**What is required:** Reproduce word for word everything from the line containing "# Outline the region of every instance of the terracotta" down to the last line of the rows below, with both ends included.

┏━━

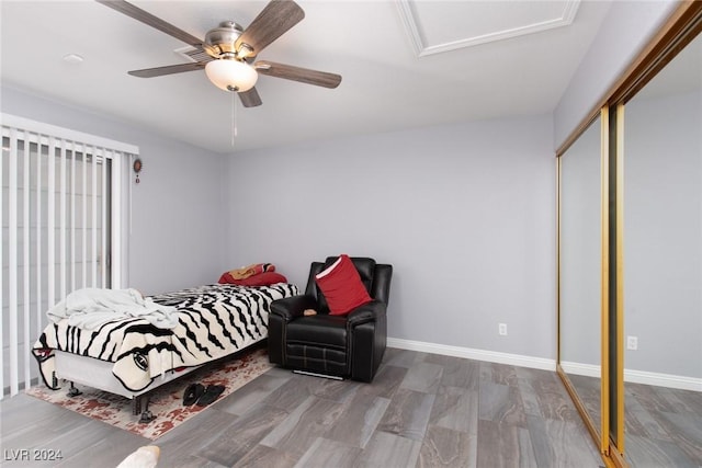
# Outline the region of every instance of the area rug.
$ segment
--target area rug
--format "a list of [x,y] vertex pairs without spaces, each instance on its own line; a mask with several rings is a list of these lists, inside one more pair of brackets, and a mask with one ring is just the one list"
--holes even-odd
[[[222,401],[236,389],[270,369],[265,350],[259,349],[235,357],[231,361],[206,366],[194,370],[178,380],[170,381],[154,390],[149,399],[149,411],[155,420],[139,423],[139,415],[132,414],[132,400],[118,395],[79,386],[82,395],[69,397],[68,386],[60,390],[50,390],[44,385],[31,387],[26,393],[41,400],[59,404],[86,416],[112,424],[151,441],[157,440],[206,408]],[[217,401],[207,406],[183,406],[183,392],[193,383],[223,385],[225,390]]]

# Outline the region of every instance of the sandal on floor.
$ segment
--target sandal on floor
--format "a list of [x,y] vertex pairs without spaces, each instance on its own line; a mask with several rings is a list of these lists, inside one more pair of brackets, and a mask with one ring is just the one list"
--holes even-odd
[[183,392],[183,406],[190,407],[205,393],[205,387],[202,384],[190,384]]
[[207,389],[205,390],[205,392],[202,393],[202,397],[200,397],[197,399],[197,406],[199,407],[206,407],[207,404],[212,403],[217,398],[219,398],[219,396],[224,391],[224,388],[225,388],[224,385],[211,385],[211,386],[208,386]]

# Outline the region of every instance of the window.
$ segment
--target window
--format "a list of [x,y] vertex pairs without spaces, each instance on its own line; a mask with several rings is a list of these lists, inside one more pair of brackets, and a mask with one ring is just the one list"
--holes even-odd
[[[82,287],[120,287],[122,168],[138,148],[2,115],[0,387],[36,375],[46,310]],[[126,179],[125,179],[126,182]]]

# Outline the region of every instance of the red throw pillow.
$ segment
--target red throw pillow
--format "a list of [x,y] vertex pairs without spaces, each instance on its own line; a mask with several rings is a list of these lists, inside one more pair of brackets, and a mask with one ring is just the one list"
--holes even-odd
[[287,278],[280,273],[263,272],[244,279],[235,279],[229,272],[219,276],[219,284],[236,284],[239,286],[270,286],[276,283],[287,283]]
[[349,255],[340,255],[339,260],[315,276],[315,281],[327,299],[330,316],[346,316],[373,300]]

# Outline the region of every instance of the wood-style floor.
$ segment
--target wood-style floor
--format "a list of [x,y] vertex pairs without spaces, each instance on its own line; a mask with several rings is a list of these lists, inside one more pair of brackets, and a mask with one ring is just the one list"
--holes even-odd
[[[600,426],[600,379],[568,376]],[[632,467],[702,467],[702,392],[624,384],[624,454]]]
[[[20,395],[0,403],[10,450],[116,466],[151,441]],[[388,349],[372,384],[274,368],[155,442],[159,467],[603,466],[555,373]],[[16,452],[15,452],[16,453]]]

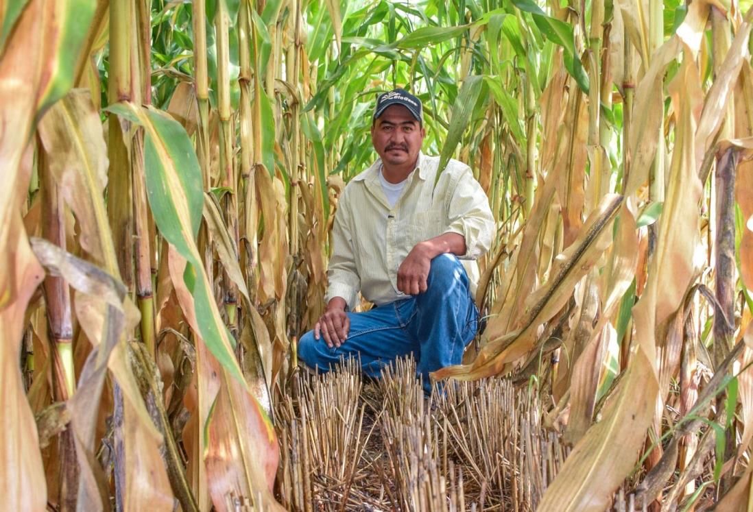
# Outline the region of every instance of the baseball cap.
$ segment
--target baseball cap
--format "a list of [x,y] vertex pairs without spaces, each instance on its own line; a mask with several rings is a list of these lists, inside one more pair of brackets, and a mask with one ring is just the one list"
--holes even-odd
[[423,123],[423,107],[421,100],[404,89],[394,89],[389,93],[383,93],[376,98],[373,118],[376,119],[384,111],[392,105],[401,105],[407,108],[414,117]]

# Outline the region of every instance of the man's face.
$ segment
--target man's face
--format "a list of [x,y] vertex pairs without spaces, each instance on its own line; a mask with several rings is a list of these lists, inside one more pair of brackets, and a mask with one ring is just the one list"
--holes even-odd
[[391,166],[416,162],[425,135],[418,120],[401,105],[387,107],[371,126],[374,149]]

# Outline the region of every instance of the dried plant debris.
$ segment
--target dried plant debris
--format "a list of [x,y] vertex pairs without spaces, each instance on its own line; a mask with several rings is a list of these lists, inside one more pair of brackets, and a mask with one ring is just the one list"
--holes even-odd
[[415,362],[298,373],[278,404],[277,493],[294,510],[533,510],[568,453],[507,380],[425,397]]

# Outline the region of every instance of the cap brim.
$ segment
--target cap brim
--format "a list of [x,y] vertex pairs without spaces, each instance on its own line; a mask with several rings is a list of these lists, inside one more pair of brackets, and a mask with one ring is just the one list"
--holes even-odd
[[417,120],[417,121],[419,121],[420,123],[423,122],[423,120],[421,119],[420,114],[419,114],[419,113],[417,111],[416,111],[416,108],[414,108],[413,107],[409,107],[408,105],[407,105],[405,103],[404,103],[403,102],[401,102],[400,100],[390,100],[390,99],[388,99],[385,102],[384,105],[383,105],[381,107],[380,107],[374,112],[374,117],[373,117],[373,118],[376,119],[377,117],[379,117],[380,115],[382,115],[383,114],[384,114],[384,111],[387,110],[388,107],[391,107],[393,105],[399,105],[401,107],[405,107],[406,108],[408,109],[408,111],[410,112],[411,115],[413,115],[414,117],[416,117],[416,120]]

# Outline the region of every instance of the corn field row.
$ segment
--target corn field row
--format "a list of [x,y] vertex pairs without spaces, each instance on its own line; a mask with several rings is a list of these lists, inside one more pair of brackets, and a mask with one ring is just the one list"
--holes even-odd
[[[0,0],[4,508],[748,510],[751,18]],[[352,371],[297,374],[374,99],[405,86],[497,222],[434,412],[401,370],[371,405]]]

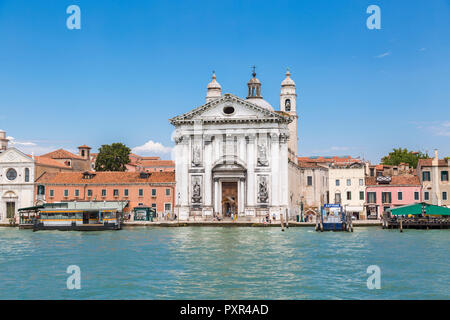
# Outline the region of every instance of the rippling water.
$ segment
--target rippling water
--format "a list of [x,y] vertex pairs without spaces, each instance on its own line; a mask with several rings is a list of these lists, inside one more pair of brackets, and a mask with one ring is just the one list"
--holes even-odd
[[449,299],[449,248],[448,230],[0,228],[0,299]]

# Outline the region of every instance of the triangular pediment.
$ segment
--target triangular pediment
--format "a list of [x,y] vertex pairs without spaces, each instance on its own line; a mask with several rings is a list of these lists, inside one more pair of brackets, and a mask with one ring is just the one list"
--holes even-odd
[[34,162],[34,160],[16,148],[9,148],[0,153],[0,163],[24,163]]
[[185,114],[170,119],[173,125],[200,121],[279,121],[290,122],[290,118],[265,109],[257,104],[239,98],[230,93],[212,100]]

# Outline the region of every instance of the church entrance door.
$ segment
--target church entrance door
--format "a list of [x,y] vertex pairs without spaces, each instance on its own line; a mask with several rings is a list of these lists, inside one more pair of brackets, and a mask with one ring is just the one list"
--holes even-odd
[[231,217],[238,211],[237,182],[222,182],[222,214]]

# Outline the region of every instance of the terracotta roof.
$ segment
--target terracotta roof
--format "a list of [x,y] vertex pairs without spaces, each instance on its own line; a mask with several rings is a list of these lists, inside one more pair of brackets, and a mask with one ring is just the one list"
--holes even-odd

┗━━

**Task solution:**
# Outline the region of every instance of the terracotta roof.
$ segment
--target terracotta roof
--format "a list of [x,y] vertex pairs without spaces, each instance on its own line; a mask with several rings is a list of these lists, inside one more pair of brackets, and a mask with one ring is just the one list"
--holes even-odd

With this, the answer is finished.